**TRECHO FORNECIDO**
▶

2.3. Composição do texto
– Cada linha deve ter apenas uma oração.
– A pontuação das frases deve respeitar o discurso falado.
– Não se deve dividir palavras com utilização dos hífens.
– Não se deve partir uma frase em páginas diferentes.
– O número de linhas utilizadas por página deve ser limitado. Não se deve incluir muitas informações por página.
– É importante ter muitos espaços em branco na página do texto. Deve-se usar amplas margens e amplos espaços entre os parágrafos do texto, além de amplos espaços entre as linhas do texto.
2.4. Imagens
– É necessário utilizar imagens de apoio ao texto. Para selecionar a melhor imagem, é importante pensar na ideia que se quer transmitir com o texto.
– Deve-se utilizar imagens fáceis de entender e reconhecer.
– A imagem deve ser útil, não necessariamente, bonita.
– Utilizar imagens coloridas, nítidas, grandes e em alta resolução.
– O mesmo estilo de imagens em todo o texto deve ser mantido.
– O uso de gráficos, diagramas e tabelas técnicas deve ser evitado.
– É preciso dar títulos às imagens.
– Não se deve utilizar imagens como fundo do texto, porque dificulta a legibilidade.
– Preferencialmente, as imagens devem vir antes do texto.
– É muito importante que fique claro a que parte do texto pertence cada uma das imagens.
– Muitas vezes, é interessante agregar às imagens, por exemplo, balões de fala, setas para chamar atenção de algum ponto da imagens, marcar a imagem com um X – para mostrar o que não pode – ou com um polegar para cima ou uma cara feliz – para mostrar o que é bacana.
3. Outros tipos de texto
3.1. Filmes
– O recurso audiovisual de fácil compreensão precisa ser motivador, priorizando as ideias a serem apresentadas de forma clara e objetiva.
– A quantidade de texto e de ideias, em cada filme, deve ser limitado.

◀

Itens de dados:
▶

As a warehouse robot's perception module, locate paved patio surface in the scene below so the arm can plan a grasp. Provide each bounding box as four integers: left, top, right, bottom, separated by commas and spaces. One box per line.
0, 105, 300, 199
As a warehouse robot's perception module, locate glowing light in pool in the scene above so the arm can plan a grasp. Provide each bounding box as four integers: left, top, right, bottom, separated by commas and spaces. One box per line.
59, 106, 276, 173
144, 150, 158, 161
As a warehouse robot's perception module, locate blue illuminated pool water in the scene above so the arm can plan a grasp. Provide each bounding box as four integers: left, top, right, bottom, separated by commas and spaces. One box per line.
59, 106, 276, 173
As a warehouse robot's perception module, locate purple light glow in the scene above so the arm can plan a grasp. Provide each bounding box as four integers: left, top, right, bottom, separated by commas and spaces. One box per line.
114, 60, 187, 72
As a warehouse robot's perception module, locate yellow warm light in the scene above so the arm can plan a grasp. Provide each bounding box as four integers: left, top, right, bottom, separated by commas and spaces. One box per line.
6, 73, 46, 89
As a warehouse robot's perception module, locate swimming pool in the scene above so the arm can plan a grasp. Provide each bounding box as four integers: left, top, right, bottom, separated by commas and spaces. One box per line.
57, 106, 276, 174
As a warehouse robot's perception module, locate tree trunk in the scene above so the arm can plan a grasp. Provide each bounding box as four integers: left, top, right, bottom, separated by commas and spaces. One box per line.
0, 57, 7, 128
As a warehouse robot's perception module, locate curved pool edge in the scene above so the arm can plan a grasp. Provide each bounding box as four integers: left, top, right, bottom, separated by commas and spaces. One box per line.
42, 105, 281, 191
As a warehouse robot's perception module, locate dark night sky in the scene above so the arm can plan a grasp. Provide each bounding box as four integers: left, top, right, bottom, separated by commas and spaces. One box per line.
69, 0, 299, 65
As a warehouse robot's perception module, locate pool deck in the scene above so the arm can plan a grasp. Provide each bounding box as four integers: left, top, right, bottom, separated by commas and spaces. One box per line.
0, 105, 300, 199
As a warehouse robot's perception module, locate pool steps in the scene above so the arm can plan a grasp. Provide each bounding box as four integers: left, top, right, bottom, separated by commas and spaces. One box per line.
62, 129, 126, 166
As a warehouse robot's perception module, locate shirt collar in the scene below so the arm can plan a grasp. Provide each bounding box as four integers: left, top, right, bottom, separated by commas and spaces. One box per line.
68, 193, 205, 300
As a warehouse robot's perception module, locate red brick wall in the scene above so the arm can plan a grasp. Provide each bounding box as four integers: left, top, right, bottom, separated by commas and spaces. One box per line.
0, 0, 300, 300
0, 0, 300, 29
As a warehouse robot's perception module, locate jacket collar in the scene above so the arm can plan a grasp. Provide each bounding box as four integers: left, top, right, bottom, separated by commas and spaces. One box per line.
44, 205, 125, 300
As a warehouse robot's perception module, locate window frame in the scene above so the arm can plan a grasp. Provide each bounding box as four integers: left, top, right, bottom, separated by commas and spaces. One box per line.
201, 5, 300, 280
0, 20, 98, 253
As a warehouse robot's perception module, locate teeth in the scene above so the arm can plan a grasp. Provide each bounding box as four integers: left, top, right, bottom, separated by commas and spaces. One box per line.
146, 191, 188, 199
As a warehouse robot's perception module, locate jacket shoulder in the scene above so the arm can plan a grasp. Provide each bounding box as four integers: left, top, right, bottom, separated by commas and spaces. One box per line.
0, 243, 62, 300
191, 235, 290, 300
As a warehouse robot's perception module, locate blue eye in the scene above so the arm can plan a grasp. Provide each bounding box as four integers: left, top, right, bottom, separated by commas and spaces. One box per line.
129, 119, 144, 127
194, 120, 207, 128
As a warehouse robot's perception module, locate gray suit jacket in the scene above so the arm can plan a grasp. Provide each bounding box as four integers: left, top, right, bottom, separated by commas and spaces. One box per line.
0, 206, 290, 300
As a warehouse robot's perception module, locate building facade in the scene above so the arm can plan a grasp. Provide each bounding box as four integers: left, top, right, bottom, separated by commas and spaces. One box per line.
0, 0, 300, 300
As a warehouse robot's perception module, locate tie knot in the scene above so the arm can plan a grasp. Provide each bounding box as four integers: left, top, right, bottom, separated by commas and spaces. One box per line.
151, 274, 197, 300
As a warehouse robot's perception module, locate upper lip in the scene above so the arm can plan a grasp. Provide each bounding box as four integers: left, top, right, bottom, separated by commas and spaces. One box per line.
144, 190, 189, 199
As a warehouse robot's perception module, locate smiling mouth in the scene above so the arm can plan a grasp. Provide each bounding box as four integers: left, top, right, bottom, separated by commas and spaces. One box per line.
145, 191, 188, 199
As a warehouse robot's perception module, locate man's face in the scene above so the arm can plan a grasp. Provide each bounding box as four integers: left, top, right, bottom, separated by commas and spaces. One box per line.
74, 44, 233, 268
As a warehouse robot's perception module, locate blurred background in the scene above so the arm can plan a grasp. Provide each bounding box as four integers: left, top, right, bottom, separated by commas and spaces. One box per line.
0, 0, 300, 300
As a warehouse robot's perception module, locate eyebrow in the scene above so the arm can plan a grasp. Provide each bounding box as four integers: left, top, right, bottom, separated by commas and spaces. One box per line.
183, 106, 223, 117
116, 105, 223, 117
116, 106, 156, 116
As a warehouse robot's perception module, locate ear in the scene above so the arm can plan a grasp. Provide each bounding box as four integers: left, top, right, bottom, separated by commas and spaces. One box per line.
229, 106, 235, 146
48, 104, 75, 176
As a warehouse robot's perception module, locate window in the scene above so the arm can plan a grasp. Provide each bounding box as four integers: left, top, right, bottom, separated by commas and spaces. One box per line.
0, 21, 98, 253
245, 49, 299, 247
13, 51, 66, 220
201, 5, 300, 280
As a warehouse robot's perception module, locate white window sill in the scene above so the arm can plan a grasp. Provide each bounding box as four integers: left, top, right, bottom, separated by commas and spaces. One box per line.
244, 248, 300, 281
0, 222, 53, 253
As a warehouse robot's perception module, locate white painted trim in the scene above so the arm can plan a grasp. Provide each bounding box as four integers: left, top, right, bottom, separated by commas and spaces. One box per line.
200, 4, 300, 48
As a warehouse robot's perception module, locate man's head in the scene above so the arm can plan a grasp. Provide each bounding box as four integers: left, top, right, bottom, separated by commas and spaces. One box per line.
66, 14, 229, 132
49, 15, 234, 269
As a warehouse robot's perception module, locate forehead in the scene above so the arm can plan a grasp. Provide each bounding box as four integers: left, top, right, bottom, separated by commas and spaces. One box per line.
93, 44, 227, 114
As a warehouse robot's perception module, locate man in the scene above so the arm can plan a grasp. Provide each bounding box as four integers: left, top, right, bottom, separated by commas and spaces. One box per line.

◀

**TAREFAS PROPOSTAS**
(a) Reproduza sem alterações as linhas de dados, desde a primeira até a que contém "144, 150, 158, 161", incluindo ambas.
(b) Dê continuidade ao trecho com orientações para a produção de textos de fácil compreensão, a partir da última frase apresentada.
O trecho e as linhas de dados não têm nenhuma relação entre si.

**RESPOSTAS ESPERADAS**
(a)
As a warehouse robot's perception module, locate paved patio surface in the scene below so the arm can plan a grasp. Provide each bounding box as four integers: left, top, right, bottom, separated by commas and spaces. One box per line.
0, 105, 300, 199
As a warehouse robot's perception module, locate glowing light in pool in the scene above so the arm can plan a grasp. Provide each bounding box as four integers: left, top, right, bottom, separated by commas and spaces. One box per line.
59, 106, 276, 173
144, 150, 158, 161

(b)
– A velocidade do filme precisa ser mais lenta que o regular, pois o tempo de captação das imagens e o processamento das mesmas é mais lento.
– A simplicidade e a objetividade são características fundamentais. O estilo prioritário é a conversação.
– É extremamente necessário utilizar uma linguagem coerente com a idade e repertório cultural do leitor. No caso de adultos, deve-se utilizar uma linguagem não infantilizada, respeitando sua idade.
– Deve-se proporcionar informação relevante e significativa. É recomendável que o tempo do vídeo não exceda 4 minutos.
– Recomendamos que os vídeos tenham legenda, apesar desta não ser a forma de comunicação prioritária de pessoas com deficiência intelectual.
Conclusão:
Esperamos que com esses norteadores trabalhados ao longo do texto, possamos criar textos verdadeiramente acessíveis de fácil compreensão. Sabemos que cada pessoa com dificuldades de aprendizagens é um sujeito com suas especificidades. Dessa forma, nem todos os textos de fácil leitura serão acessíveis para todas as pessoas com deficiência intelectual. De qualquer forma, esses textos podem servir de base para criar novos materiais complementares e contribuir para que as informações sejam de fato divulgadas, e que, enfim, as pessoas possam ter seus direitos como cidadão garantidos.
Bibliografia:
Muñoz, Óscar García. Lectura fácil: métodos de redacción y evaluación.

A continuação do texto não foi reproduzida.